● EXERCISE DETAILS: Transcribe every line, keeping it exact.

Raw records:
┄┄┄┄┄┄┄┄┄┄┄┄┄┄┄┄┄┄┄┄
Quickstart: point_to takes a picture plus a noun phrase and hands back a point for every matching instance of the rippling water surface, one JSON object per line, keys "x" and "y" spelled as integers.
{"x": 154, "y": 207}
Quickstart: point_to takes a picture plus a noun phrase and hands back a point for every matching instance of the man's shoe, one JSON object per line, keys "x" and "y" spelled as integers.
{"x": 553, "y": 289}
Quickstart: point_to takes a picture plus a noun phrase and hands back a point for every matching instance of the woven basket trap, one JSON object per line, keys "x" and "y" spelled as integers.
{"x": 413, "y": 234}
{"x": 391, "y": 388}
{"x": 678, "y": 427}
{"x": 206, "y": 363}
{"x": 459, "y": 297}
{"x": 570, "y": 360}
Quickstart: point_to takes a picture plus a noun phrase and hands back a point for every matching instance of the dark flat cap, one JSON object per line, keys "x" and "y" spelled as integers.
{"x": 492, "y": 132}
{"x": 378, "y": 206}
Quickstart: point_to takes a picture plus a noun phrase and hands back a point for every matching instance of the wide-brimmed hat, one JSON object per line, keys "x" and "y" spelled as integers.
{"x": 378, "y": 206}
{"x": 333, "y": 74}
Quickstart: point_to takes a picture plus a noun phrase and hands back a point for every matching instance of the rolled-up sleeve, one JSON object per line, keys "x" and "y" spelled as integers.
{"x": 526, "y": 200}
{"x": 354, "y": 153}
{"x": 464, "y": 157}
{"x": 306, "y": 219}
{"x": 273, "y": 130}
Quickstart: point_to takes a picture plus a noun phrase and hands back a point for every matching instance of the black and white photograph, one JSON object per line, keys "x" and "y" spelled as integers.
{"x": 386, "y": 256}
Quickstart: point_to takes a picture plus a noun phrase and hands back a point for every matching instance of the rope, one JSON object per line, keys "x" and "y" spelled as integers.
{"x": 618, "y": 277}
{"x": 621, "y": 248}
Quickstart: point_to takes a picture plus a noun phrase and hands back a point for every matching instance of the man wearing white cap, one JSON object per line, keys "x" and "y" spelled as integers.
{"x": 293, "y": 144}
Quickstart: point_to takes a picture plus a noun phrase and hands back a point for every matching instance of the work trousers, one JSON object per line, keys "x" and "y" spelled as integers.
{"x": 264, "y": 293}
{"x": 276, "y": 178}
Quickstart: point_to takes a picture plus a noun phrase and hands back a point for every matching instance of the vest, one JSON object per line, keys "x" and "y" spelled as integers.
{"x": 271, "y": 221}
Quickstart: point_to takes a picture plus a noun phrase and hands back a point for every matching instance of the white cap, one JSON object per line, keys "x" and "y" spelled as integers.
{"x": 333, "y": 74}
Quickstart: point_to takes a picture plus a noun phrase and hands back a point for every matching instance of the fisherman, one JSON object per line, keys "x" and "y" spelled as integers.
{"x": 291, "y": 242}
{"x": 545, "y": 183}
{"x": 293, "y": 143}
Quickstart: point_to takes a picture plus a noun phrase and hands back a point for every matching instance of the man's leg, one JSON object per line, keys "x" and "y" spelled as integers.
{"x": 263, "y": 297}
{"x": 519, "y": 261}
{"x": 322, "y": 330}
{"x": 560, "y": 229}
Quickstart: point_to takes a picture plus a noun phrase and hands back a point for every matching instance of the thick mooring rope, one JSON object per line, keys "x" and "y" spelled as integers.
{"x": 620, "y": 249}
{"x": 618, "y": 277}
┄┄┄┄┄┄┄┄┄┄┄┄┄┄┄┄┄┄┄┄
● SOLUTION TO THIS EXERCISE:
Quickstart: point_to takes a picture plus a noun phrase and hands back a point for every matching instance of the rippling water surface, one JSON object per line, keys "x" and "y" spelled as integers.
{"x": 154, "y": 207}
Quickstart: point_to takes a picture plus a noun phrase and hands back a point for every matching instance of the man's shoe, one JSON object per line, keys "x" and "y" spelled as integers.
{"x": 553, "y": 289}
Quickstart: point_to takes a picture plus a noun phrase and hands back a point for every matching instance of the woven basket trap, one JSON object per line, keys "x" and "y" spelled as integers.
{"x": 413, "y": 234}
{"x": 391, "y": 388}
{"x": 678, "y": 427}
{"x": 206, "y": 363}
{"x": 459, "y": 297}
{"x": 570, "y": 360}
Quickstart: point_to takes a picture plus a noun phrase and hands back a point for every matching instance of the dark flat cap, one JSON object per line, keys "x" and "y" spelled as integers.
{"x": 492, "y": 132}
{"x": 378, "y": 206}
Quickstart: point_to takes a picture plus a noun phrase and hands back a point for every matching instance of the wide-brimmed hat, one JSON object per line, keys "x" and "y" spelled as integers.
{"x": 378, "y": 206}
{"x": 333, "y": 74}
Quickstart: point_to takes a picture plus a noun phrase and hands back a point for every matching instance of the rolled-up sleeve, one JSON object per line, keys "x" and "y" spelled as integers.
{"x": 526, "y": 200}
{"x": 354, "y": 153}
{"x": 464, "y": 157}
{"x": 306, "y": 219}
{"x": 273, "y": 130}
Quickstart: point_to takes a picture plus a noun phrase and hands back a point for every matching instance of the black and white photograph, one JSON object per line, keys "x" and "y" spelled as integers.
{"x": 386, "y": 256}
Quickstart: point_to takes a picture plus a noun phrase and hands back a point for every matching instance of the rope, one JSON object per line, keys "x" and "y" spelled as integers.
{"x": 618, "y": 277}
{"x": 621, "y": 248}
Quickstart: point_to takes a picture plus a noun phrase and hands back a point for every matching instance of the man wearing white cap, one JSON object per line, keys "x" and "y" spelled as integers.
{"x": 293, "y": 144}
Quickstart: point_to takes a picture plus a noun phrase and hands back a point for every matching instance of the work trousers, one JSON object per line, keys "x" and "y" spelled as integers.
{"x": 264, "y": 293}
{"x": 276, "y": 178}
Quickstart: point_to takes a picture plus a noun phrase and hands back a point for every matching instance of the vest, one JSON object per line, keys "x" and "y" spelled as integers.
{"x": 271, "y": 221}
Quickstart: point_to takes a picture plus a noun phrase and hands back a point for every matching instance of the white cap, one JSON object per line, keys "x" and "y" spelled as integers.
{"x": 333, "y": 74}
Quickstart: point_to takes a picture plus a noun phrase and hands back a point for every matching instance of the fisherman, one JSON object per line, keys "x" and "y" spelled as integers.
{"x": 291, "y": 242}
{"x": 545, "y": 183}
{"x": 293, "y": 143}
Quickstart: point_to takes a picture plus a noun phrase and hands back a point for every matching instance of the man's leg, one JSON object per line, keys "x" and "y" spelled as integers.
{"x": 263, "y": 297}
{"x": 519, "y": 261}
{"x": 322, "y": 330}
{"x": 560, "y": 229}
Quickstart: point_to takes a picture plus a noun phrase and hands back a point for every matching instance of the thick mooring rope, one JSON object per line, keys "x" and "y" spelled as integers.
{"x": 620, "y": 249}
{"x": 618, "y": 277}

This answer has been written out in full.